## Stated goal 1
Swap "pink salt crystal" for "white salt crystal" in the entries, starting with the line with "Can you see the inset" and going on through the end of the entries, changing nothing else. Return only those lines, and leave the pictures out.

## Source excerpt
[Start]
- Green Mountain Cottage
- U.S. National Register of Historic Places
- Location: 61 Church St., Mount Holly, Vermont
- Coordinates: 43°24′54″N 72°49′12″W﻿ / ﻿43.41500°N 72.82000°W
- Built: 1853
- Architectural style: Colonial Revival
- NRHP reference No.: 100006222
- Added to NRHP: March 11, 2021

= Green Mountain Cottage =

Historic house in Vermont, United States

The Green Mountain Cottage is a historic tourist accommodation at 61 Church Street in Mount Holly, Vermont. Built about 1853 as a farm house, it was converted into a tourist house in the 1880s, and has undergone numerous alterations which give it a predominantly Colonial Revival feel. The house, along with a period barn, were listed on the National Register of Historic Places in 2021. It is now a private residence. Founded by the Chadburn Family.
[End]
## Data shown
[Start]
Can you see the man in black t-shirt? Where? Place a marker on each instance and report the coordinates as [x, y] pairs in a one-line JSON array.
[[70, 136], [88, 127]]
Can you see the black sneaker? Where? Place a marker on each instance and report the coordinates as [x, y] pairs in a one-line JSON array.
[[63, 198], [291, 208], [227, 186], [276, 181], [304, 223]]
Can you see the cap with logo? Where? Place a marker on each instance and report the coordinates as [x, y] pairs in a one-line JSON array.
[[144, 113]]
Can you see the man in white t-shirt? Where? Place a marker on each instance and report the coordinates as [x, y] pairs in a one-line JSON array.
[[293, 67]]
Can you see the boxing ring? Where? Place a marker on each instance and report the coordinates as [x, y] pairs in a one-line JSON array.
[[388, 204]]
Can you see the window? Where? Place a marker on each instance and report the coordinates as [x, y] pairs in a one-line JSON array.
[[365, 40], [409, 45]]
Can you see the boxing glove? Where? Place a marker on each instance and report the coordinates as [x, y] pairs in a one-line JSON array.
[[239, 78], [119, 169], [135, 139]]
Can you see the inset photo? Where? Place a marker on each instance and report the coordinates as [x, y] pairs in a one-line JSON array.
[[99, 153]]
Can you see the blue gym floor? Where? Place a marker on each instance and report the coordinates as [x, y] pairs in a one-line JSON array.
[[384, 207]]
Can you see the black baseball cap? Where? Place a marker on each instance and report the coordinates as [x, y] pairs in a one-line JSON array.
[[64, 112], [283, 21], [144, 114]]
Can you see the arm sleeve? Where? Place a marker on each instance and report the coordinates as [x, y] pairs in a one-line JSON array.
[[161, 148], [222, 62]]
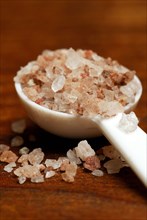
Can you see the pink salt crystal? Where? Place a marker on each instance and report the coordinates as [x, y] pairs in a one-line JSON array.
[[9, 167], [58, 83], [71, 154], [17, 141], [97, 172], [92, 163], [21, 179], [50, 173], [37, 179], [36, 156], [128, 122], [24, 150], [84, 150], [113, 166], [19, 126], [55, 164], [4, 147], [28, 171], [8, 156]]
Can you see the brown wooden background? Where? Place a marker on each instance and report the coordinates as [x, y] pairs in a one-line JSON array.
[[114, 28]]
[End]
## Stated goal 2
Write out the Green Mountain Cottage text word for word, starting with "- Green Mountain" and going on through "the Chadburn Family.".

## Expected answer 1
Can you see the inset photo? Where? Place a marker on each instance and report the coordinates as [x, y] pairs in a one-line JSON array.
[[99, 153]]
Can you see the blue gym floor? Where? Place a marker on each instance and report the coordinates as [x, y] pairs in a one-line JSON array.
[[384, 207]]
Can you see the black baseball cap? Where? Place a marker on each instance and report the coordinates as [x, y] pairs in a one-line JSON array.
[[64, 112], [283, 21], [144, 114]]
Can you see the arm sleeve? Where? Place a marker on each instance and report the coordinates as [x, y] pairs in a one-line JSON array.
[[161, 148], [222, 62]]
Can you see the white salt crystal? Where? Place a marker on each instance and report the coordinates as [x, y] pairs in a one-line JSON array.
[[9, 167], [58, 83], [71, 154], [17, 141], [97, 172], [92, 163], [21, 179], [50, 173], [37, 179], [36, 156], [128, 122], [24, 150], [84, 150], [113, 166], [19, 126], [55, 164], [4, 147], [28, 171], [8, 156]]
Can you see the brown wooden background? Where? Place a marker on each instance and report the coordinates as [x, y] pairs in a one-line JSON array.
[[114, 28]]

## Expected answer 2
- Green Mountain Cottage
- U.S. National Register of Historic Places
- Location: 61 Church St., Mount Holly, Vermont
- Coordinates: 43°24′54″N 72°49′12″W﻿ / ﻿43.41500°N 72.82000°W
- Built: 1853
- Architectural style: Colonial Revival
- NRHP reference No.: 100006222
- Added to NRHP: March 11, 2021

= Green Mountain Cottage =

Historic house in Vermont, United States

The Green Mountain Cottage is a historic tourist accommodation at 61 Church Street in Mount Holly, Vermont. Built about 1853 as a farm house, it was converted into a tourist house in the 1880s, and has undergone numerous alterations which give it a predominantly Colonial Revival feel. The house, along with a period barn, were listed on the National Register of Historic Places in 2021. It is now a private residence. Founded by the Chadburn Family.